### ABOUT THIS EXERCISE
Word for word, reproduce the records that follow.

Stored data entries:
=====

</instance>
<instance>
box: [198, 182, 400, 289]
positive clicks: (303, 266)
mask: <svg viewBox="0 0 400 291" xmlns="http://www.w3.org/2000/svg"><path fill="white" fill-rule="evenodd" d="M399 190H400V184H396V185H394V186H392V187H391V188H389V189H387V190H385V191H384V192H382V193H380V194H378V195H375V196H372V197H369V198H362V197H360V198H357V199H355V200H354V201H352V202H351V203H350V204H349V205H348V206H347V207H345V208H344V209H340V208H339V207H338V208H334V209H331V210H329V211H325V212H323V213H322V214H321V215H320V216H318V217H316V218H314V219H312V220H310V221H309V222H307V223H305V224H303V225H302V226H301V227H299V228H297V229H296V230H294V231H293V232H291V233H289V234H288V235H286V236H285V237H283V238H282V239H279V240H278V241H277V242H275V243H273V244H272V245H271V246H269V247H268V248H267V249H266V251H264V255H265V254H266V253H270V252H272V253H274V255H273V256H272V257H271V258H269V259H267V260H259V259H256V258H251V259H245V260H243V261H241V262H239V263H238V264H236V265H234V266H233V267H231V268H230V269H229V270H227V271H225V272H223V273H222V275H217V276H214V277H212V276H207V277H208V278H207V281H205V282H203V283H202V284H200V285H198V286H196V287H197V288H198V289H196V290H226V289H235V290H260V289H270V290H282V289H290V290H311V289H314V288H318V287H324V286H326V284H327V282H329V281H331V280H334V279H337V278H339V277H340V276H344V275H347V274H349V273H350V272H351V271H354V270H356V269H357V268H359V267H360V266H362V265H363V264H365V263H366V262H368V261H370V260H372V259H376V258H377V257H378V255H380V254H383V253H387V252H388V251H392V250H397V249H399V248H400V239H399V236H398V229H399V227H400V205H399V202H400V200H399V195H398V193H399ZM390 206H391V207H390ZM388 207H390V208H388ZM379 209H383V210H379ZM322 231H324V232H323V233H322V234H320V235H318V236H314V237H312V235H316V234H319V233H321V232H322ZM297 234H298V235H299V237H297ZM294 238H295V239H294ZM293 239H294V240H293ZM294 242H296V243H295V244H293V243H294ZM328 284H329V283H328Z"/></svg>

=====

### WRITTEN SOLUTION
</instance>
<instance>
box: [198, 182, 400, 289]
positive clicks: (303, 266)
mask: <svg viewBox="0 0 400 291" xmlns="http://www.w3.org/2000/svg"><path fill="white" fill-rule="evenodd" d="M399 190H400V184H396V185H394V186H392V187H391V188H389V189H387V190H385V191H384V192H382V193H380V194H378V195H375V196H372V197H369V198H362V197H360V198H357V199H355V200H354V201H352V202H351V203H350V204H349V205H348V206H347V207H345V208H344V209H340V208H339V207H338V208H334V209H331V210H329V211H325V212H323V213H322V214H321V215H320V216H318V217H316V218H314V219H312V220H310V221H309V222H307V223H305V224H303V225H302V226H301V227H299V228H297V229H296V230H294V231H293V232H291V233H289V234H288V235H286V236H285V237H283V238H282V239H279V240H278V241H277V242H275V243H273V244H272V245H271V246H269V247H268V248H267V249H266V251H264V255H265V254H266V253H270V252H272V253H274V255H273V256H272V257H271V258H269V259H267V260H259V259H256V258H251V259H245V260H243V261H241V262H239V263H238V264H236V265H234V266H233V267H231V268H230V269H229V270H227V271H225V272H223V273H222V275H217V276H214V277H212V276H207V277H208V278H207V281H205V282H203V283H202V284H200V285H198V286H196V287H197V288H198V289H196V290H226V289H235V290H260V289H270V290H282V289H290V290H311V289H314V288H318V287H324V286H326V284H327V282H329V281H331V280H334V279H337V278H339V277H340V276H344V275H347V274H349V273H350V272H351V271H354V270H356V269H357V268H359V267H360V266H362V265H363V264H365V263H366V262H368V261H370V260H372V259H376V258H377V257H378V255H380V254H383V253H387V252H388V251H392V250H397V249H399V248H400V239H399V236H398V229H399V227H400V205H399V202H400V200H399V195H398V193H399ZM390 206H391V207H390ZM388 207H390V208H388ZM379 209H383V210H379ZM322 231H324V232H323V233H322V234H320V235H318V236H314V237H312V235H316V234H319V233H321V232H322ZM297 234H298V235H299V237H297ZM294 238H295V239H294ZM293 239H294V240H293ZM294 242H296V243H295V244H293V243H294ZM328 284H329V283H328Z"/></svg>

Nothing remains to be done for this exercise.